+++ Testo di lettura +++
Beni confiscati al Terzo Settore, “assegnarli” non basta

Sono in totale 17226 i beni confiscati “censiti” dall’Agenzia nazionale per l’amministrazione e la destinazione dei beni confiscati alla criminalità organizzata. In Sicilia sono 7006, quasi il 50 per cento del totale. Seguono Calabria, Campania e Puglia. Il bando dell’Agenzia – prorogato al 15 dicembre – che assegna direttamente i beni al Terzo Settore è una importante novità, ma senza maggiori risorse economiche il bene rischia di rimanere inutilizzato.
Beni confiscati alle mafie assegnati al Terzo Settore, ma “assegnarli” non basta. Per portare avanti la battaglia serve una maggiore volontà politica e soprattutto occorrono risorse economiche, altrimenti il rischio è di vedere gran parte di quei beni confiscati ancora inutilizzati, soprattutto al Sud.
Senz’altro il primo bando messo in campo dall’Agenzia nazionale per l’amministrazione e la destinazione dei beni sequestrati e confiscati alla criminalità organizzata (Anbsc) assegnati direttamente agli enti del Terzo Settore, rappresenta un’importante novità. Sia perché riconosce come fondamentale il ruolo del Terzo Settore così come era previsto dalla legge 7 marzo 1996, n.109 e dall’art.48 del Codice antimafia, sia perché elimina le lungaggini burocratiche che vedevano nei Comuni l’elemento di raccordo tra Anbsc e associazioni del Terzo Settore. Il passaggio dagli enti locali viene dunque abolito.
+++
■ **Obiettivo a**
Trasforma in un CSV a due colonne, testo e risposta, le voci a partire dalla riga che contiene "TARGET = man in photo" fino alla fine delle voci, estremi inclusi. Usa una riga per voce, racchiudi ogni campo tra virgolette e sostituisci gli a capo con spazi.
+++ Voci fornite +++
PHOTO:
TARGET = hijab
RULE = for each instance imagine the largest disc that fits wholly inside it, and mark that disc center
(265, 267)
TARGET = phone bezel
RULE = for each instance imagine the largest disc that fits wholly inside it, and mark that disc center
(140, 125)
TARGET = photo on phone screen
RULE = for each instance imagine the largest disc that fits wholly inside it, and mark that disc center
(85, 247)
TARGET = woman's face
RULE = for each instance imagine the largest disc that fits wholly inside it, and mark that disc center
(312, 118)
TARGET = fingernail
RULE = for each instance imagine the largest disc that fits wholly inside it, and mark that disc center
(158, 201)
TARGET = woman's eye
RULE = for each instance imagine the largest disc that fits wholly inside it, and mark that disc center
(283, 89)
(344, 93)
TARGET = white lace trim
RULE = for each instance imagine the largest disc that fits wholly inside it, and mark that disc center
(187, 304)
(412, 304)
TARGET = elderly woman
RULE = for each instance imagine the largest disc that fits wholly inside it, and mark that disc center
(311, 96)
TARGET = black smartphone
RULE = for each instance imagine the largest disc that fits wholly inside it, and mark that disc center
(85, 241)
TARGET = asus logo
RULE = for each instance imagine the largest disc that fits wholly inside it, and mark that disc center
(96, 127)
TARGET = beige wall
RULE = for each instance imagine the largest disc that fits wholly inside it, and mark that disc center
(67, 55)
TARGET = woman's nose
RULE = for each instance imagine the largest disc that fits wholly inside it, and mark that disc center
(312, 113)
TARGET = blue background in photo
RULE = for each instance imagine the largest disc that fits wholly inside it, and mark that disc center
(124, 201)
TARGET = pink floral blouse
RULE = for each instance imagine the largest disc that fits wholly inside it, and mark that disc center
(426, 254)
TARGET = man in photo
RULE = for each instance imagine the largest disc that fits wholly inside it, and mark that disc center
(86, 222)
+++
■ **Obiettivo b**
Prosegui il testo sui beni confiscati al Terzo Settore dal punto in cui si interrompe.

■ **Soluzione esercizio a**
testo,risposta
"TARGET = man in photo RULE = for each instance imagine the largest disc that fits wholly inside it, and mark that disc center","(86, 222)"

■ **Soluzione esercizio b**
Nella relazione dell’Agenzia sull’attività svolta per il biennio 2019-2020 si legge infatti: «I comuni non dispongono di sufficienti risorse da destinare al ripristino e alla funzionalizzazione del bene, sia in termini finanziari che di competenze interne».
Il bando che inizialmente aveva scadenza il 31 ottobre è stato prorogato al 15 dicembre e comprende l’assegnazione – in quello che l’Agenzia definisce come un primo avviso pubblico – dei primi mille lotti individuati, per un totale di 1400 particelle con un totale di un milione di euro di fondi stanziati, «al massimo di 50 mila euro per ogni progetto ritenuto meritevole dalla Commissione che esamina le domande», precisano dall’Agenzia.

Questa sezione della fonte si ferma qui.